◆ Exercise prompt ◆
From the listing below, extract every line that contains the string "yellow". Uppercase and lowercase letters are treated as distinct.

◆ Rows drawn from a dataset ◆

══════

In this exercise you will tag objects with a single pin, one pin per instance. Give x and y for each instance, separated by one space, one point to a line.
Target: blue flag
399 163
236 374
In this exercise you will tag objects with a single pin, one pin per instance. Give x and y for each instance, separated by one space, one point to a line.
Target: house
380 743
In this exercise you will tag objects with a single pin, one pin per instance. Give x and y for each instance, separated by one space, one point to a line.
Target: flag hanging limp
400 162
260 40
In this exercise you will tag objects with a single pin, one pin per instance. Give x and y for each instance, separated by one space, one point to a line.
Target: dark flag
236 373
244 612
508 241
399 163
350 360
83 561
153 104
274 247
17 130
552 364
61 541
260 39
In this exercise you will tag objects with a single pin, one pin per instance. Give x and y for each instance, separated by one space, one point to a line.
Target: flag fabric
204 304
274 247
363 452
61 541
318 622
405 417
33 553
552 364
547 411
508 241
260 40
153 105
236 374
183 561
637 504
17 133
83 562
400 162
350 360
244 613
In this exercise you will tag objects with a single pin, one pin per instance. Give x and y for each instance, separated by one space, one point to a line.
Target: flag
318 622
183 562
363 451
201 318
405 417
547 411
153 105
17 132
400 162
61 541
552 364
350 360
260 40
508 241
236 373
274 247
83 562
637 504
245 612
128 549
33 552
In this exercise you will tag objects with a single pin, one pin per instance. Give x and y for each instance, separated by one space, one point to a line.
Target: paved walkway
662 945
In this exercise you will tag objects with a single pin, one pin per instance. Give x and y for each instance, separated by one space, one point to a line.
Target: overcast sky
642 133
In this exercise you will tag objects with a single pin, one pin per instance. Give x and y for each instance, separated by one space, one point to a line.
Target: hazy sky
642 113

══════

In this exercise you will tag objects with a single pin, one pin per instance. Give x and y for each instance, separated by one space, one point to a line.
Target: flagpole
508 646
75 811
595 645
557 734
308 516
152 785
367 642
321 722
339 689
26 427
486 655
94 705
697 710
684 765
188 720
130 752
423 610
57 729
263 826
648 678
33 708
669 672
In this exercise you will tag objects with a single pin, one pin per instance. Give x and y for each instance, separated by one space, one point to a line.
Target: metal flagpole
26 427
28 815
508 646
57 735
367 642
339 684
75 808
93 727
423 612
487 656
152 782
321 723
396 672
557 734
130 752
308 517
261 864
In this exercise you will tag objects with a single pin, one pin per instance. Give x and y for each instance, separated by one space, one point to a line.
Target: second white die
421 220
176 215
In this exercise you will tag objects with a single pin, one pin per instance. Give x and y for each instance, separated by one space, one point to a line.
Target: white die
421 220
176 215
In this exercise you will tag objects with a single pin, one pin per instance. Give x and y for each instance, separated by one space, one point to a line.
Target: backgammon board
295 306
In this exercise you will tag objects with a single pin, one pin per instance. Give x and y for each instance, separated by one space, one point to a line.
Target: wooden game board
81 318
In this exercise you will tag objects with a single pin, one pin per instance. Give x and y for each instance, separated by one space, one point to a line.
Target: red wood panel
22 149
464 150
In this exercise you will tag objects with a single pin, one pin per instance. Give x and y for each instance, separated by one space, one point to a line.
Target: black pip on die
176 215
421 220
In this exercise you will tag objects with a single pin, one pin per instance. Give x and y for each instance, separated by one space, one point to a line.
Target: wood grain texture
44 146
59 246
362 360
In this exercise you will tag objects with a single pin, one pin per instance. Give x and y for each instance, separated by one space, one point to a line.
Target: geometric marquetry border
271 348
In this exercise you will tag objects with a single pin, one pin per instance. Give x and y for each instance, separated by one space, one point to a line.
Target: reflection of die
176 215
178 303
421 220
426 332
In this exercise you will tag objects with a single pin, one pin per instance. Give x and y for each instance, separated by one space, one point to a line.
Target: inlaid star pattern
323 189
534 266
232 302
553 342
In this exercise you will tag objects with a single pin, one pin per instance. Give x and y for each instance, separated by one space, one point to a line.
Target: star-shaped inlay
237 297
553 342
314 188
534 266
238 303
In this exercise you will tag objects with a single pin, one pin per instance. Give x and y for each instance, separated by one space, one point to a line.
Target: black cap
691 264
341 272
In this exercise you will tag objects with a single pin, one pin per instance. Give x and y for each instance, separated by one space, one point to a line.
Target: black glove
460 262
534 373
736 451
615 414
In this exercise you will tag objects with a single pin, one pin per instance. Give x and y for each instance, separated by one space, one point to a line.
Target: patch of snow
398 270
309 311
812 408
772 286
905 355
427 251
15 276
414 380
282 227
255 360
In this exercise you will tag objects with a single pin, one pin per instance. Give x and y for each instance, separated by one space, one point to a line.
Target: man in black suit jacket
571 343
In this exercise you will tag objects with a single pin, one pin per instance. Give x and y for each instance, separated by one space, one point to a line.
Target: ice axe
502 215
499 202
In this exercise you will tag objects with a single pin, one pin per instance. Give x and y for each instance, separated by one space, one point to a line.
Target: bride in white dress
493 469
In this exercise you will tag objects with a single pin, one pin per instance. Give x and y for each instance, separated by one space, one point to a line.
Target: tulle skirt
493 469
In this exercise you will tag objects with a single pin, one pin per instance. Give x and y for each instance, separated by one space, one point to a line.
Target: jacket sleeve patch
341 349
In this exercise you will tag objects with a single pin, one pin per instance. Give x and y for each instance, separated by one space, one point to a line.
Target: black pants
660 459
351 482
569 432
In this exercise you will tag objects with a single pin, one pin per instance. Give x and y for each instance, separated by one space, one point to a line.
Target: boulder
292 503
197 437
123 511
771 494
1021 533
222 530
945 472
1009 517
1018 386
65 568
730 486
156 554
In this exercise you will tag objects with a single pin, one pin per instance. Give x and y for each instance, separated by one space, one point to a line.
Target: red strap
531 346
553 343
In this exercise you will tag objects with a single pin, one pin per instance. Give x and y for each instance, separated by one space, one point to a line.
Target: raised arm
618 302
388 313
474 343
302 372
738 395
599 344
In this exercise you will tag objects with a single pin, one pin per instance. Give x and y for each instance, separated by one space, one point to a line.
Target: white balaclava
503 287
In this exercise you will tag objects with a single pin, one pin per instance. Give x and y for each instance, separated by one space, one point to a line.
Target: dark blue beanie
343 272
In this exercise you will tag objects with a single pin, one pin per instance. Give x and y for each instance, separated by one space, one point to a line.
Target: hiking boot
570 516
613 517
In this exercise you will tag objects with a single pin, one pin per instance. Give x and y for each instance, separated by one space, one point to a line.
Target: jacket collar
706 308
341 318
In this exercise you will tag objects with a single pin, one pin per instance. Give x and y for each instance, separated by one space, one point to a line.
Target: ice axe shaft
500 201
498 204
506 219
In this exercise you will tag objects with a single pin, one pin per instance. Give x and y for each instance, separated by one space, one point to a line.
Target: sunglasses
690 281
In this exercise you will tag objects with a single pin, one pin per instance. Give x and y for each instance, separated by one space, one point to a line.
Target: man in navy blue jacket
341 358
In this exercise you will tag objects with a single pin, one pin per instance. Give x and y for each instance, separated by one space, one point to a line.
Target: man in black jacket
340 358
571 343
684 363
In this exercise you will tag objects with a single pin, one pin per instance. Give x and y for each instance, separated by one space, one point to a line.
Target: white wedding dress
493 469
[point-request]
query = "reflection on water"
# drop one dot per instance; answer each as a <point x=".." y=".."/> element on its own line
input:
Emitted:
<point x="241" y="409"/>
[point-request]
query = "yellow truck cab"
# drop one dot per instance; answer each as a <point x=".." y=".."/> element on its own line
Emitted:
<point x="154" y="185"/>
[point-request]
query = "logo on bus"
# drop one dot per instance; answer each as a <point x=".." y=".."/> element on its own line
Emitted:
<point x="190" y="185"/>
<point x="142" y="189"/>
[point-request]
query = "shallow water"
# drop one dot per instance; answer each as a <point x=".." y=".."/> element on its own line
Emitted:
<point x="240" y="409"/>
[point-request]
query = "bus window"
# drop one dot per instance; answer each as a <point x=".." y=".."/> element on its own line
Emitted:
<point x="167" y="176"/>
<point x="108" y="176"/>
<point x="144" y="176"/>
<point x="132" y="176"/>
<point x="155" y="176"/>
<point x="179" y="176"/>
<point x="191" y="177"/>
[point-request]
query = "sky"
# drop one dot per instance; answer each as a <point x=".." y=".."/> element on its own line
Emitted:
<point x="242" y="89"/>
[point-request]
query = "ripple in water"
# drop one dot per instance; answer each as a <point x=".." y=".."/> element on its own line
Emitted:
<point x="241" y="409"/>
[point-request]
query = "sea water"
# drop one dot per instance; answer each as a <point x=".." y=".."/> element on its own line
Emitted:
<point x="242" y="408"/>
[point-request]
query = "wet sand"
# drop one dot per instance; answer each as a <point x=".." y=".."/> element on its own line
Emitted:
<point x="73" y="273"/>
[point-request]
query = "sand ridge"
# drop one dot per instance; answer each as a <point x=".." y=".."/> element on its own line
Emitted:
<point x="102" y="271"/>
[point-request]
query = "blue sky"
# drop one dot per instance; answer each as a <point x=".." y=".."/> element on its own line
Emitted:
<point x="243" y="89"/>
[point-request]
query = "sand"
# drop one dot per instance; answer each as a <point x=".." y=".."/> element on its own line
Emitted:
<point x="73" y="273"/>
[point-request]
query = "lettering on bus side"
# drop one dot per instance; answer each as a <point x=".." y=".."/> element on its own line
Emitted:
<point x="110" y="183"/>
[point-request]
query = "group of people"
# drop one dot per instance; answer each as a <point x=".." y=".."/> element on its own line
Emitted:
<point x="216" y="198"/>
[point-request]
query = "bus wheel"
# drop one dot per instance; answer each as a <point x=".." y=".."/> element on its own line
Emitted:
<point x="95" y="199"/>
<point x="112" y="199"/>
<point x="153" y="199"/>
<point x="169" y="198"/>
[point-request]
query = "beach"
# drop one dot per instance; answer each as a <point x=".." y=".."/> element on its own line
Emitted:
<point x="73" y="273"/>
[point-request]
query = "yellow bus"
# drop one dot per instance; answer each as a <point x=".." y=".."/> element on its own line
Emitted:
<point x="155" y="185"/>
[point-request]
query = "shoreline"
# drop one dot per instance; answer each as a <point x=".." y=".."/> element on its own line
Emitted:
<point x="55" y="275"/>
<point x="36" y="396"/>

══════

◆ Solution to the problem ◆
query = "yellow truck cab"
query = "yellow bus"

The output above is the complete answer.